**What you will do:**
Please reproduce every entry, keeping each one exact.

Point localization data
[Start of section]

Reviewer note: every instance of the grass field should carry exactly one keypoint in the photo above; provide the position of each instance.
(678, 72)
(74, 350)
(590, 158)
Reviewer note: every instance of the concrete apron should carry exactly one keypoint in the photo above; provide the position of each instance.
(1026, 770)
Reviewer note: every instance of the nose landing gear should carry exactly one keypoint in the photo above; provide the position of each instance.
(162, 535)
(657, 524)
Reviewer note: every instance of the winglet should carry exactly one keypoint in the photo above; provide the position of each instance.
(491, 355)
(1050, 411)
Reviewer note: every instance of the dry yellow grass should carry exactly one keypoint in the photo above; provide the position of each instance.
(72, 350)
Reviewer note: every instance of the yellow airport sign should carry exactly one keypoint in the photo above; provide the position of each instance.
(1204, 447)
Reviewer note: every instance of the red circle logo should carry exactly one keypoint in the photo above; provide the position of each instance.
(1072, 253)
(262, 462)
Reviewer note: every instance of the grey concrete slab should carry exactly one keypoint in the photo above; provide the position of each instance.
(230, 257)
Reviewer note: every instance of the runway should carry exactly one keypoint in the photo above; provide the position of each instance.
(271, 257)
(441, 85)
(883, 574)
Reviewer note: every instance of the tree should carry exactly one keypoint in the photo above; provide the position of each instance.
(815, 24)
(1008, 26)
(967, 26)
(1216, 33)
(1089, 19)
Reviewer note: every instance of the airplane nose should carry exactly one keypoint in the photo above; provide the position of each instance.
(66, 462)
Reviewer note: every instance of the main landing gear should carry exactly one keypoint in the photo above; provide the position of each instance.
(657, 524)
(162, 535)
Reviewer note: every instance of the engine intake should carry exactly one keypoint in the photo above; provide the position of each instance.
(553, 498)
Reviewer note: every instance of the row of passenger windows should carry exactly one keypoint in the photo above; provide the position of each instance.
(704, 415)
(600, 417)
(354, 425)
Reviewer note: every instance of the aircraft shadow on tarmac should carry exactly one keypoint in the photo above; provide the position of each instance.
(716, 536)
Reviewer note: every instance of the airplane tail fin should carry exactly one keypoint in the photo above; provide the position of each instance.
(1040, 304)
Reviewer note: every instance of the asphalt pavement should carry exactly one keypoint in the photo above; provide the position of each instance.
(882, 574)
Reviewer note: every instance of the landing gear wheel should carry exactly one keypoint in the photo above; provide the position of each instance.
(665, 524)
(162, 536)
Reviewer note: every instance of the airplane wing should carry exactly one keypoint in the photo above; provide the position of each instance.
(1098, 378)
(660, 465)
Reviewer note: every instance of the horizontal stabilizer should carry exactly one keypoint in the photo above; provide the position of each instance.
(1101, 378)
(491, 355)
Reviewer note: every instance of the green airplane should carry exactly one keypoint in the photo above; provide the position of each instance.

[End of section]

**Result for this exercise:**
Reviewer note: every instance of the grass field should carry exactly one keypoint in the photo above; provide the position of each instance.
(678, 72)
(74, 350)
(590, 158)
Reviewer note: every instance of the concrete apron should carry exactly one keypoint in the photo above; provide the position of each instance.
(1026, 770)
Reviewer note: every instance of the nose landing gear should carry exactly one keypoint in the photo above; provide the position of each instance.
(162, 535)
(657, 524)
Reviewer note: every instance of the winglet should carry exactly one keypoint in the photo above; provide the position of each instance.
(491, 355)
(1050, 411)
Reviewer note: every instance of the dry yellow grass should carry exactly one keypoint in the photo above; provide the position of each instance.
(72, 350)
Reviewer note: every instance of the yellow airport sign should carry exactly one keypoint in the photo above; provide the position of each instance.
(1204, 447)
Reviewer note: every instance of the red circle logo should carry exactly one keypoint in the photo above; provide the position of each instance.
(1072, 253)
(262, 462)
Reviewer note: every instance of the grey concrete slab should carry exactly one keypoint in the photo above; provide the position of each instance.
(230, 257)
Reviewer note: every instance of the runway should carry exactly one keypoint in the photo above; provide the position of each instance.
(271, 257)
(441, 85)
(883, 574)
Reviewer note: every instance of the tree should carry exactly one keypoint in the photo above; provide the position of each instance.
(815, 24)
(1008, 26)
(967, 26)
(1216, 33)
(1089, 19)
Reviewer note: every instance of the airplane nose should carry exactly one keypoint in the photo above; provide the position of each instance.
(66, 462)
Reviewer note: every instance of the main landing gear should carry exactly one keypoint in the photo above; provide the position of each instance.
(657, 524)
(162, 535)
Reviewer note: every instance of the engine intake should carry exactly one keypoint in the photo above; provide the position of each instance.
(553, 498)
Reviewer note: every instance of the row of passenger windows should carry exactly one keypoint in the photo above; provide the position of each instance.
(704, 415)
(600, 417)
(354, 425)
Reviewer note: every instance of the aircraft shadow on tarmac should carry exactly one keypoint in the photo above; provide the position of each instance.
(716, 536)
Reviewer note: every instance of the airplane tail fin should carry exactly one keypoint in the photo above; provide the position of each instance.
(1040, 304)
Reviewer note: every instance of the asphalt pavement should carry exactly one keypoint in the photo above; provide the position of each instance.
(882, 574)
Reviewer note: every instance of the landing gear wheel should carry exactly one keypoint in the photo above; provide the position of each instance.
(665, 524)
(162, 536)
Reviewer note: every instance of the airplane wing should carry exactly one keypoint in the photo above; provide the position of each instance.
(1098, 378)
(660, 465)
Reviewer note: every instance of the horizontal stabilizer should carry exactly one keypoint in the photo above; provide the position of each instance.
(1101, 378)
(491, 355)
Reviewer note: every instance of the green airplane should carry exactly one keypoint in the photo above; provide the position of each instance.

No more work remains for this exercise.